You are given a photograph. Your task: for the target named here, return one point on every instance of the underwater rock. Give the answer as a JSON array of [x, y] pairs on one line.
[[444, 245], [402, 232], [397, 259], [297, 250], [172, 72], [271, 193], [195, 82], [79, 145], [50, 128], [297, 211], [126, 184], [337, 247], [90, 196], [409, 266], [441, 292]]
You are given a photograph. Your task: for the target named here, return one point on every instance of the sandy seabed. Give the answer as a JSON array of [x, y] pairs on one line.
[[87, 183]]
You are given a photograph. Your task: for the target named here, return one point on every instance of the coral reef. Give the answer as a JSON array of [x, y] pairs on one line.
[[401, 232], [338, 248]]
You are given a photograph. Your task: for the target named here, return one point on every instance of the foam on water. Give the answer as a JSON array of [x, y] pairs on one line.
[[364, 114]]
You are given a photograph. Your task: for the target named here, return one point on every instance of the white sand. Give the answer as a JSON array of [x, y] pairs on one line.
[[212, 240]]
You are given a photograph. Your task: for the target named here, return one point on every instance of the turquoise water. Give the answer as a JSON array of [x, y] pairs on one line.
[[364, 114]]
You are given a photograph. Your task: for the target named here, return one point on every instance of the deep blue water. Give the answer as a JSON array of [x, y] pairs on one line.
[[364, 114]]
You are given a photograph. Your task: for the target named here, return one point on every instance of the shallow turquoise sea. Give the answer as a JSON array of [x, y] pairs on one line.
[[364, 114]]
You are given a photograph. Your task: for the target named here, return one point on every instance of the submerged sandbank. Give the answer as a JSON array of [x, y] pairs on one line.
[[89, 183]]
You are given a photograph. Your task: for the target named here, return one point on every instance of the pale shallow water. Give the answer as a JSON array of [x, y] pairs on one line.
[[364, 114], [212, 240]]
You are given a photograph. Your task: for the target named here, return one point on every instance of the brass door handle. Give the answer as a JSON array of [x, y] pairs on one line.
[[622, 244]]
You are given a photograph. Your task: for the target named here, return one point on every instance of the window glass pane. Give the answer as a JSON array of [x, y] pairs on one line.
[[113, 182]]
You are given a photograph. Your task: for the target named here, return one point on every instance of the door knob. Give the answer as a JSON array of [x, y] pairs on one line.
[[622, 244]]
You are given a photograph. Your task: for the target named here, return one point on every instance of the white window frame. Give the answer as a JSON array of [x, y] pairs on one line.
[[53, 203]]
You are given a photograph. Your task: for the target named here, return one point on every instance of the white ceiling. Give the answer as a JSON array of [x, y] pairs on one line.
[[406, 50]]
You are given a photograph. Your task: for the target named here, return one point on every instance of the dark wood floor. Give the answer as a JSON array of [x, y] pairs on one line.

▬▬▬

# Given instruction
Using the listing above, retype each line exactly.

# Solution for this task
You are given a photograph. Your task: for the target named here, return one point on every instance of the underwater rock. Give the answer as a JSON array of [x, y] pairs on one line.
[[444, 245], [402, 232], [397, 259], [297, 250], [172, 72], [271, 193], [195, 82], [79, 145], [50, 128], [297, 211], [126, 184], [337, 247], [90, 196], [409, 266], [441, 292]]
You are given a photograph. Your task: for the target named here, return one point on every instance of the sandy seabed. Give the answer as a JSON array of [x, y] pairs on one line.
[[87, 183]]
You are given a photograph. Your task: for the target named here, return one point on every instance of the coral reef. Give the answer as a JSON array of [x, y] pairs on one line.
[[401, 232], [338, 248]]
You are given a photograph. Your task: for the target named here, return one point on every instance of the foam on water. Give the answer as a JSON array of [x, y] pairs on one line.
[[364, 114]]
You are given a photograph. Your task: for the target named here, return one point on every instance of the white sand. Give the answer as a JSON array of [x, y] pairs on one line.
[[212, 240]]
You are given a photograph. Your task: for the target named here, return one point on every instance of the turquoise water. Give the answer as a JSON array of [x, y] pairs on one line.
[[364, 114]]
You are given a photograph. Your task: for the target named here, return one point on every instance of the deep blue water. Give the answer as a JSON array of [x, y] pairs on one line.
[[364, 114]]
You are given a photograph. Your task: for the target named here, return one point on every instance of the shallow turquoise sea. Give the answer as a JSON array of [x, y] pairs on one line.
[[364, 114]]
You are given a photograph. Your task: for the target named here, return one point on every instance of the submerged sandbank. Give the answer as a JSON array of [x, y] pairs on one line.
[[89, 183]]
You are given a photograph. Your task: for the target named here, return one point on every instance of the pale shallow water. Give the answer as a JSON array of [x, y] pairs on one line.
[[364, 114], [212, 240]]
You are given a photograph. Your task: for the target named here, return one point on every instance of the brass door handle. Give the answer as a JSON array of [x, y] pairs on one line.
[[622, 244]]
You are given a photograph. Your task: for the target named here, return one point on every instance of the window glass pane. Give the answer as a JSON array of [x, y] pairs on one line.
[[113, 182]]
You are given a photograph. Your task: for the target named here, return one point on every instance of the door knob. Give the answer as a JSON array of [x, y] pairs on one line.
[[622, 244]]
You are given a photograph. Your task: for the target named here, return one point on every instance of the white window frame. Give the answer as a JSON array of [x, y] pairs on one line.
[[53, 203]]
You are given a photograph. Your task: for the target named here, return one point on every instance of the white ceiling. Give the answer as a JSON array of [x, y] pairs on one line.
[[406, 50]]
You are given a photograph. Your task: for the target named here, return one point on every instance of the dark wood floor. Give the answer as a JSON array of [x, y] pairs on one line.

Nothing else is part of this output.